6 | I Série - Número: 080 | 8 de Maio de 2008
O horror destes factos impõe uma sentida e empenhada manifestação de pesar por estas vidas violadas, por esta dignidade humana recusada, por esta humanidade que se reduz em cada acto de violência praticado.
O horror destes factos impõe a veemente denúncia dos direitos humanos negados.
Mas, Sr.as e Srs. Deputados, o horror destes factos não pode ser simplesmente um pretexto para uma intervenção política que marque a agenda. Bem pelo contrário, tem que ser determinante de uma reflexão que permita compreender as razões da nossa incapacidade e, por isso, indutora de uma persistente procura de respostas enérgicas.
Nos últimos anos, registou-se em Portugal um esforço sistemático de definir políticas que enquadrem e definam o crime, que protejam a vítima, que adeqúem a intervenção e, sobre elas, produzir a consequente legislação.
....
Desafios:
1 - Traduza para inglês a seguinte frase da passagem selecionada: "O horror destes factos impõe a veemente denúncia dos direitos humanos negados."
2 - Edite a passagem selecionada de "O horror destes factos impõe a" a "a consequente legislação.", substituindo "persistente" por "constante".
3 - Com base na passagem selecionada, responda:
(a) Que data figura no cabeçalho?
(b) Que número é indicado no cabeçalho?
(c) Em que país se registou, nos últimos anos, um esforço sistemático de definir políticas?

(Registos de indicação de objetos nomeados)
....
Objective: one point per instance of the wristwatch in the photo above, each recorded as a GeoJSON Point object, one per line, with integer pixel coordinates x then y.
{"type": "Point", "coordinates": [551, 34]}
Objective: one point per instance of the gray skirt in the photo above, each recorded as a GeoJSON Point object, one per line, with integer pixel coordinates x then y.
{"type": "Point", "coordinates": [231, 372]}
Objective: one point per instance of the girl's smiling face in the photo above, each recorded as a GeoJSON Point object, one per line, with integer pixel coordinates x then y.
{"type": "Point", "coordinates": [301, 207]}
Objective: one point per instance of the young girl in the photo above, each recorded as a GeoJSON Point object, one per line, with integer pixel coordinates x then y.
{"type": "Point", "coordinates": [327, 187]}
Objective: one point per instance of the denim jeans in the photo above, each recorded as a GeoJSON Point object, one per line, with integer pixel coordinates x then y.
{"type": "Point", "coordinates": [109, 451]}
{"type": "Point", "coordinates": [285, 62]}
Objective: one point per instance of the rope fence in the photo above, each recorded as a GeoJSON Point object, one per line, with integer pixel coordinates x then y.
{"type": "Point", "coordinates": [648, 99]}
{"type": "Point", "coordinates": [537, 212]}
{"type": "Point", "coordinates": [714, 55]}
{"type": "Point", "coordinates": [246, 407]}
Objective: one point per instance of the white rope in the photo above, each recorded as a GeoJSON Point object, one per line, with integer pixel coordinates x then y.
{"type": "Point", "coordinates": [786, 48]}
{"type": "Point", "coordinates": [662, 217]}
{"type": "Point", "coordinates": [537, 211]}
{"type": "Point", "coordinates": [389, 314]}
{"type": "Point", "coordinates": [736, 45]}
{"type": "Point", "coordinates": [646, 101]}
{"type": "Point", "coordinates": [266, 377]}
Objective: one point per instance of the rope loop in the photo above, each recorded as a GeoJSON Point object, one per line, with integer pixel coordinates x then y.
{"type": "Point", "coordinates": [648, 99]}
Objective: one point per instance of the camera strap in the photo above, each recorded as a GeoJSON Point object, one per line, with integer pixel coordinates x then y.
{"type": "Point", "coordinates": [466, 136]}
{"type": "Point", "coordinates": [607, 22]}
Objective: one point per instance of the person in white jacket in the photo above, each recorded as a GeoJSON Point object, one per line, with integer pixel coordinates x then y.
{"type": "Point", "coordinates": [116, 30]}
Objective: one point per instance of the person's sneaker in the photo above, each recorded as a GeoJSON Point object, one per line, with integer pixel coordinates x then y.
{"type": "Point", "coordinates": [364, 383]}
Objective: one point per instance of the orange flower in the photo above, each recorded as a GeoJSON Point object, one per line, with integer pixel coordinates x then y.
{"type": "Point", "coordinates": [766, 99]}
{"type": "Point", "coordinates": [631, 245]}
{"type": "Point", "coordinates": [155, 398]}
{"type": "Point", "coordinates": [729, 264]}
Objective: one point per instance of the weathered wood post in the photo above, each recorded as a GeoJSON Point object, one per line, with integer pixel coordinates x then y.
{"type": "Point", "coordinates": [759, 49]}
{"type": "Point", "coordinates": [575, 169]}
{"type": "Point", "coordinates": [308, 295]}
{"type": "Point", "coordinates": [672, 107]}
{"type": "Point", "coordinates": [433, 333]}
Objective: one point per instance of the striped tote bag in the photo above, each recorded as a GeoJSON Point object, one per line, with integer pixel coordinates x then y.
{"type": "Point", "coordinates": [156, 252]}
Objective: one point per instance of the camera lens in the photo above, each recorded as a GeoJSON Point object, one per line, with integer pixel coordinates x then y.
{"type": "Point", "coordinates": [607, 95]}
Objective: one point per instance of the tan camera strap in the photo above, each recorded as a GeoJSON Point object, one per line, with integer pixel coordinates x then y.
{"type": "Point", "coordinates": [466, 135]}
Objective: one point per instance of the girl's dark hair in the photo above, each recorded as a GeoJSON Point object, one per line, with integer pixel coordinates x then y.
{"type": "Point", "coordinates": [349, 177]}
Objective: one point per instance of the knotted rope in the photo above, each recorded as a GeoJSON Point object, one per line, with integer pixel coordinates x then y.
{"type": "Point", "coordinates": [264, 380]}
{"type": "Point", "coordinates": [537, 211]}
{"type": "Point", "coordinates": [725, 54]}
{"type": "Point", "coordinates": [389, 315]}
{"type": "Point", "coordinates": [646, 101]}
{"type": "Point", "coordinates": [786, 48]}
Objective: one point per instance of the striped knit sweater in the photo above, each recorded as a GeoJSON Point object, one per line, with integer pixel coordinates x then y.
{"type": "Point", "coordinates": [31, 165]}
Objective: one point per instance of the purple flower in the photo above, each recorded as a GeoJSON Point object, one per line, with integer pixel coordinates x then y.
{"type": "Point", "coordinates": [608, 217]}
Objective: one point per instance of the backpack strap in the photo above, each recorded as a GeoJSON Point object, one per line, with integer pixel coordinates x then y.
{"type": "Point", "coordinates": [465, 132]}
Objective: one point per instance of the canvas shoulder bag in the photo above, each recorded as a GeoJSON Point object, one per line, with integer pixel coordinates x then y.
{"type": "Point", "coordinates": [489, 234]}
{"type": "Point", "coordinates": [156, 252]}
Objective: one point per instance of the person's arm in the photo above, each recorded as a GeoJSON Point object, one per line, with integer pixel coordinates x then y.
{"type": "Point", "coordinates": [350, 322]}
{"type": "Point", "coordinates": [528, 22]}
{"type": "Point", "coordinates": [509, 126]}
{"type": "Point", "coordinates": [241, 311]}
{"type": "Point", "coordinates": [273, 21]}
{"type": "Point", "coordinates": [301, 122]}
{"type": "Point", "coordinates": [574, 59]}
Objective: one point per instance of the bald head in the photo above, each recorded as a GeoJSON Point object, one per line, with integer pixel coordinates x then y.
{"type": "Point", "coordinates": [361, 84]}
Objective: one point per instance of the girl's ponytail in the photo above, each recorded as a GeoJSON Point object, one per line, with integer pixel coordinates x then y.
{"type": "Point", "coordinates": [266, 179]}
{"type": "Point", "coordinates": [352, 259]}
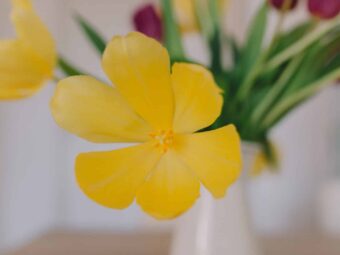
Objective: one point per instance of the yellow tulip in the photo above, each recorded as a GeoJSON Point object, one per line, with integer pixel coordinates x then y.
{"type": "Point", "coordinates": [158, 110]}
{"type": "Point", "coordinates": [186, 13]}
{"type": "Point", "coordinates": [27, 61]}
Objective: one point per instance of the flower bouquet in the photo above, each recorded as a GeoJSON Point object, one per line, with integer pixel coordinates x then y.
{"type": "Point", "coordinates": [184, 119]}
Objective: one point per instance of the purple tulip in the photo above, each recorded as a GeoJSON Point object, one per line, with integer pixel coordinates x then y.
{"type": "Point", "coordinates": [279, 4]}
{"type": "Point", "coordinates": [324, 9]}
{"type": "Point", "coordinates": [147, 21]}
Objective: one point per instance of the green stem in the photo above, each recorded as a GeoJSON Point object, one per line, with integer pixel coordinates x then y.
{"type": "Point", "coordinates": [172, 35]}
{"type": "Point", "coordinates": [299, 96]}
{"type": "Point", "coordinates": [258, 67]}
{"type": "Point", "coordinates": [300, 45]}
{"type": "Point", "coordinates": [67, 68]}
{"type": "Point", "coordinates": [275, 91]}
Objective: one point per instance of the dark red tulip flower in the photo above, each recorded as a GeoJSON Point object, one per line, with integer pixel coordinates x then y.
{"type": "Point", "coordinates": [279, 4]}
{"type": "Point", "coordinates": [147, 21]}
{"type": "Point", "coordinates": [324, 9]}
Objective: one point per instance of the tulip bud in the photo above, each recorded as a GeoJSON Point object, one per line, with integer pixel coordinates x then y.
{"type": "Point", "coordinates": [147, 21]}
{"type": "Point", "coordinates": [324, 9]}
{"type": "Point", "coordinates": [284, 4]}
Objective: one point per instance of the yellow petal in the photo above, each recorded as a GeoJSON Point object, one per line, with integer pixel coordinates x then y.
{"type": "Point", "coordinates": [170, 190]}
{"type": "Point", "coordinates": [92, 110]}
{"type": "Point", "coordinates": [32, 31]}
{"type": "Point", "coordinates": [112, 178]}
{"type": "Point", "coordinates": [139, 67]}
{"type": "Point", "coordinates": [197, 98]}
{"type": "Point", "coordinates": [21, 71]}
{"type": "Point", "coordinates": [215, 157]}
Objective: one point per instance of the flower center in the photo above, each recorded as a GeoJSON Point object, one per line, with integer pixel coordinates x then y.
{"type": "Point", "coordinates": [163, 139]}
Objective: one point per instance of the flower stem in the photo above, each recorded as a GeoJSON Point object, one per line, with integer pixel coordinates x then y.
{"type": "Point", "coordinates": [298, 97]}
{"type": "Point", "coordinates": [256, 70]}
{"type": "Point", "coordinates": [275, 90]}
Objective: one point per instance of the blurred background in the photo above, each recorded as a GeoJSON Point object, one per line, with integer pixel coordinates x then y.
{"type": "Point", "coordinates": [38, 192]}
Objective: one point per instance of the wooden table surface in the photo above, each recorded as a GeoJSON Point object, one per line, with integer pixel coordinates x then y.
{"type": "Point", "coordinates": [159, 244]}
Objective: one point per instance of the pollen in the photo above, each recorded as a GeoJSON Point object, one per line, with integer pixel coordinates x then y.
{"type": "Point", "coordinates": [163, 139]}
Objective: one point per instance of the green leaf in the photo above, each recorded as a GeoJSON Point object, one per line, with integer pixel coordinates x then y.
{"type": "Point", "coordinates": [97, 41]}
{"type": "Point", "coordinates": [300, 45]}
{"type": "Point", "coordinates": [288, 38]}
{"type": "Point", "coordinates": [171, 32]}
{"type": "Point", "coordinates": [67, 68]}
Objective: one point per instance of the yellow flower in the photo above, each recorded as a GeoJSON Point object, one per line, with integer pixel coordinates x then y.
{"type": "Point", "coordinates": [186, 13]}
{"type": "Point", "coordinates": [160, 112]}
{"type": "Point", "coordinates": [27, 61]}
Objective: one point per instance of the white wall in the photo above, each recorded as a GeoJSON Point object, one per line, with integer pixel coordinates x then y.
{"type": "Point", "coordinates": [38, 190]}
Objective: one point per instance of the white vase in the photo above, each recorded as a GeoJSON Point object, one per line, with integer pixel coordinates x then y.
{"type": "Point", "coordinates": [219, 227]}
{"type": "Point", "coordinates": [329, 207]}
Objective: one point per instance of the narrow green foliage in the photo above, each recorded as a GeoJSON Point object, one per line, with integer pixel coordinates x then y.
{"type": "Point", "coordinates": [67, 68]}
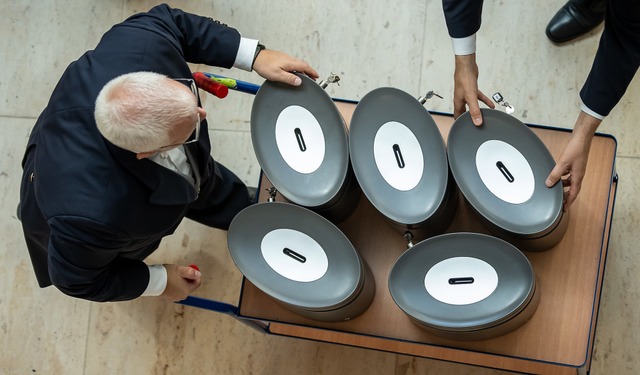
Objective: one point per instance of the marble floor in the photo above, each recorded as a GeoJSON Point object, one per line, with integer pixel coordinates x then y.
{"type": "Point", "coordinates": [369, 45]}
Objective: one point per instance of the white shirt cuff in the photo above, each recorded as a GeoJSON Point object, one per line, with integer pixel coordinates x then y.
{"type": "Point", "coordinates": [246, 51]}
{"type": "Point", "coordinates": [157, 281]}
{"type": "Point", "coordinates": [588, 111]}
{"type": "Point", "coordinates": [464, 46]}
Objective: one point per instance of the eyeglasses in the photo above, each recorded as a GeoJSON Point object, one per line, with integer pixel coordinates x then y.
{"type": "Point", "coordinates": [196, 132]}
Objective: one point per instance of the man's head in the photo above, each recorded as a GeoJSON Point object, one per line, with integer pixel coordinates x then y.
{"type": "Point", "coordinates": [144, 112]}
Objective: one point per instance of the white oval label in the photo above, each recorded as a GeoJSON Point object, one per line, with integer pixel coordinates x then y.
{"type": "Point", "coordinates": [294, 255]}
{"type": "Point", "coordinates": [505, 171]}
{"type": "Point", "coordinates": [300, 139]}
{"type": "Point", "coordinates": [461, 280]}
{"type": "Point", "coordinates": [398, 156]}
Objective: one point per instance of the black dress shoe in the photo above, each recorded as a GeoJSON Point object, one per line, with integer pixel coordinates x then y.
{"type": "Point", "coordinates": [575, 18]}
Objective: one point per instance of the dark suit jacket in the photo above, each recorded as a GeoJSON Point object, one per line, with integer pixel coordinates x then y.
{"type": "Point", "coordinates": [616, 61]}
{"type": "Point", "coordinates": [90, 210]}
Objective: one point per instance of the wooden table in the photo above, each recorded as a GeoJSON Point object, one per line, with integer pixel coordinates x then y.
{"type": "Point", "coordinates": [559, 337]}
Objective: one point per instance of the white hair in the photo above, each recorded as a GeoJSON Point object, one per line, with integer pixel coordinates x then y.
{"type": "Point", "coordinates": [138, 111]}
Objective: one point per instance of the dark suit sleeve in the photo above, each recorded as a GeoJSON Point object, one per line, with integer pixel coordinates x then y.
{"type": "Point", "coordinates": [617, 58]}
{"type": "Point", "coordinates": [463, 17]}
{"type": "Point", "coordinates": [86, 261]}
{"type": "Point", "coordinates": [201, 40]}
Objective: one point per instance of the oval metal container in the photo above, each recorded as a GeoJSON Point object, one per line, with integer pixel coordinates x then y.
{"type": "Point", "coordinates": [301, 142]}
{"type": "Point", "coordinates": [301, 260]}
{"type": "Point", "coordinates": [465, 286]}
{"type": "Point", "coordinates": [400, 161]}
{"type": "Point", "coordinates": [501, 168]}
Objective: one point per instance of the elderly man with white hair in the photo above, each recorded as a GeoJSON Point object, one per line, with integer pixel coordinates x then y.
{"type": "Point", "coordinates": [121, 154]}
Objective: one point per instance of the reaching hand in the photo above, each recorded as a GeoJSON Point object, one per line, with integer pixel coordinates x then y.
{"type": "Point", "coordinates": [574, 157]}
{"type": "Point", "coordinates": [465, 92]}
{"type": "Point", "coordinates": [181, 281]}
{"type": "Point", "coordinates": [277, 66]}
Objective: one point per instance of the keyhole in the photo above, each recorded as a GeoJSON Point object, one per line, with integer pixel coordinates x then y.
{"type": "Point", "coordinates": [461, 280]}
{"type": "Point", "coordinates": [300, 139]}
{"type": "Point", "coordinates": [299, 257]}
{"type": "Point", "coordinates": [505, 172]}
{"type": "Point", "coordinates": [398, 154]}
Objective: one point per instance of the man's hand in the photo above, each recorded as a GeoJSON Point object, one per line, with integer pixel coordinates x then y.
{"type": "Point", "coordinates": [181, 281]}
{"type": "Point", "coordinates": [277, 66]}
{"type": "Point", "coordinates": [574, 157]}
{"type": "Point", "coordinates": [465, 92]}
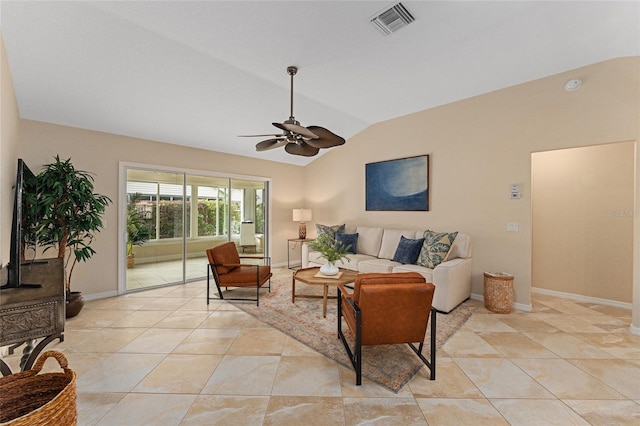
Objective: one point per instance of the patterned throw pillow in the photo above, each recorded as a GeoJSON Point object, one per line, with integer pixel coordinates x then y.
{"type": "Point", "coordinates": [436, 247]}
{"type": "Point", "coordinates": [347, 240]}
{"type": "Point", "coordinates": [408, 250]}
{"type": "Point", "coordinates": [329, 230]}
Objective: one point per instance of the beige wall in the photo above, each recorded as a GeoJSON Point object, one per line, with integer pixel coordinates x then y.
{"type": "Point", "coordinates": [9, 118]}
{"type": "Point", "coordinates": [582, 217]}
{"type": "Point", "coordinates": [101, 154]}
{"type": "Point", "coordinates": [478, 147]}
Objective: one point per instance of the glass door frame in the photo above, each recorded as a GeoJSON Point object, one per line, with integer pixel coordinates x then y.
{"type": "Point", "coordinates": [122, 211]}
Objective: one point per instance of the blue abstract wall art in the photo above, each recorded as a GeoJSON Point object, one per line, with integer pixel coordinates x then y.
{"type": "Point", "coordinates": [401, 184]}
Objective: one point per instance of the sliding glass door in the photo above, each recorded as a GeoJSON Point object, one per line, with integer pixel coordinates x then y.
{"type": "Point", "coordinates": [172, 218]}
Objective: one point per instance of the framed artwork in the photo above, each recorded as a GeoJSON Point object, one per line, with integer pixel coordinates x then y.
{"type": "Point", "coordinates": [401, 184]}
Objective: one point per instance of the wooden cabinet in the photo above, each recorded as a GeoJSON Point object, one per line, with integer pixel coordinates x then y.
{"type": "Point", "coordinates": [29, 314]}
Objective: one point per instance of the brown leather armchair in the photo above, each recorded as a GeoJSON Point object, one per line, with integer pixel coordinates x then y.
{"type": "Point", "coordinates": [224, 264]}
{"type": "Point", "coordinates": [387, 309]}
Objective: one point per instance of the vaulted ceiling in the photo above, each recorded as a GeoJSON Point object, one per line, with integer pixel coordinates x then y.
{"type": "Point", "coordinates": [201, 73]}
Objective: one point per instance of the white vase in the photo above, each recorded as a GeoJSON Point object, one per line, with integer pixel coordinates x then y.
{"type": "Point", "coordinates": [329, 269]}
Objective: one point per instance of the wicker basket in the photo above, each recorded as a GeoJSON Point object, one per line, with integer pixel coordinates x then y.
{"type": "Point", "coordinates": [498, 292]}
{"type": "Point", "coordinates": [32, 399]}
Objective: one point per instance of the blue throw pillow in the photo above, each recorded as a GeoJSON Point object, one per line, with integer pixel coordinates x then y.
{"type": "Point", "coordinates": [347, 240]}
{"type": "Point", "coordinates": [408, 250]}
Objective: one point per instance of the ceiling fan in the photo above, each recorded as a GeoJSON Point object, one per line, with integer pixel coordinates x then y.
{"type": "Point", "coordinates": [297, 139]}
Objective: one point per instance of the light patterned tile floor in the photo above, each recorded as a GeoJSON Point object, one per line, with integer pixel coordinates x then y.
{"type": "Point", "coordinates": [165, 357]}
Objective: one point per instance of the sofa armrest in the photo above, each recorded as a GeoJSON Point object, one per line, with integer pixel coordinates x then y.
{"type": "Point", "coordinates": [453, 277]}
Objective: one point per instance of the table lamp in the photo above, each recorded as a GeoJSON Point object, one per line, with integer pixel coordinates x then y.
{"type": "Point", "coordinates": [302, 216]}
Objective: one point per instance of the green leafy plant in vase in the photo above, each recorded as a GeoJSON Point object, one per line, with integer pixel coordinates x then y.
{"type": "Point", "coordinates": [331, 250]}
{"type": "Point", "coordinates": [69, 215]}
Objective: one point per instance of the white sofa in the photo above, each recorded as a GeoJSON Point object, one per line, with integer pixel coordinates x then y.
{"type": "Point", "coordinates": [375, 250]}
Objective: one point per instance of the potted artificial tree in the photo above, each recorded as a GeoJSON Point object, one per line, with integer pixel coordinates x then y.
{"type": "Point", "coordinates": [138, 232]}
{"type": "Point", "coordinates": [70, 214]}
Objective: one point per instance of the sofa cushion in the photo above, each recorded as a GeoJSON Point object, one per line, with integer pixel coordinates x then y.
{"type": "Point", "coordinates": [369, 240]}
{"type": "Point", "coordinates": [347, 240]}
{"type": "Point", "coordinates": [377, 265]}
{"type": "Point", "coordinates": [435, 248]}
{"type": "Point", "coordinates": [330, 230]}
{"type": "Point", "coordinates": [425, 272]}
{"type": "Point", "coordinates": [391, 239]}
{"type": "Point", "coordinates": [408, 250]}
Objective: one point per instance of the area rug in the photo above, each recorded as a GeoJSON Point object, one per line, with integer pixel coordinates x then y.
{"type": "Point", "coordinates": [391, 366]}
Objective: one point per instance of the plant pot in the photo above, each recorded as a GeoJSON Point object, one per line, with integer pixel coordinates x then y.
{"type": "Point", "coordinates": [74, 303]}
{"type": "Point", "coordinates": [329, 269]}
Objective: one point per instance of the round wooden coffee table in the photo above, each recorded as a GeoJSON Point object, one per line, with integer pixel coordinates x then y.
{"type": "Point", "coordinates": [310, 276]}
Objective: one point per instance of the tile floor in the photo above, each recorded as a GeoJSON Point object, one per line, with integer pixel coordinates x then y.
{"type": "Point", "coordinates": [163, 357]}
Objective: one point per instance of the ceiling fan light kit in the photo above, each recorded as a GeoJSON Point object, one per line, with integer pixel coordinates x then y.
{"type": "Point", "coordinates": [297, 139]}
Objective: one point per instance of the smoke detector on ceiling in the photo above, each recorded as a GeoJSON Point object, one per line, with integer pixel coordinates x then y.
{"type": "Point", "coordinates": [572, 85]}
{"type": "Point", "coordinates": [392, 19]}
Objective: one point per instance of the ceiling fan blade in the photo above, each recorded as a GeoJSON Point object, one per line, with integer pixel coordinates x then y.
{"type": "Point", "coordinates": [270, 144]}
{"type": "Point", "coordinates": [262, 136]}
{"type": "Point", "coordinates": [297, 129]}
{"type": "Point", "coordinates": [326, 138]}
{"type": "Point", "coordinates": [303, 149]}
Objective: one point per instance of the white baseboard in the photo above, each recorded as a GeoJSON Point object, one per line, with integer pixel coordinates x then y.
{"type": "Point", "coordinates": [97, 296]}
{"type": "Point", "coordinates": [581, 298]}
{"type": "Point", "coordinates": [516, 306]}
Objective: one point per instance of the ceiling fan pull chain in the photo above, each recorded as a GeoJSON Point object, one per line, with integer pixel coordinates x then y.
{"type": "Point", "coordinates": [292, 71]}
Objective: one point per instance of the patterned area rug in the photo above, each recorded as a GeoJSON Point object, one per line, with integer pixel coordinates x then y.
{"type": "Point", "coordinates": [391, 366]}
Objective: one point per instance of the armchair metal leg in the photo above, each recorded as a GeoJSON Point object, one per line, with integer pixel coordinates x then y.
{"type": "Point", "coordinates": [355, 355]}
{"type": "Point", "coordinates": [431, 363]}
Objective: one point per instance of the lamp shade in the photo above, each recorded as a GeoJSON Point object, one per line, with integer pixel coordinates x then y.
{"type": "Point", "coordinates": [301, 215]}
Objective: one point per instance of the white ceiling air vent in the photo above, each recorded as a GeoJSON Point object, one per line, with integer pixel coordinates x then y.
{"type": "Point", "coordinates": [391, 20]}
....
Respostas por tarefa:
1 - The horror of these facts calls for a vehement denunciation of the human rights that have been denied.

2 -
O horror destes factos impõe a veemente denúncia dos direitos humanos negados.
Mas, Sr.as e Srs. Deputados, o horror destes factos não pode ser simplesmente um pretexto para uma intervenção política que marque a agenda. Bem pelo contrário, tem que ser determinante de uma reflexão que permita compreender as razões da nossa incapacidade e, por isso, indutora de uma constante procura de respostas enérgicas.
Nos últimos anos, registou-se em Portugal um esforço sistemático de definir políticas que enquadrem e definam o crime, que protejam a vítima, que adeqúem a intervenção e, sobre elas, produzir a consequente legislação.

3 -
(a) 8 de Maio de 2008.
(b) 080.
(c) Em Portugal.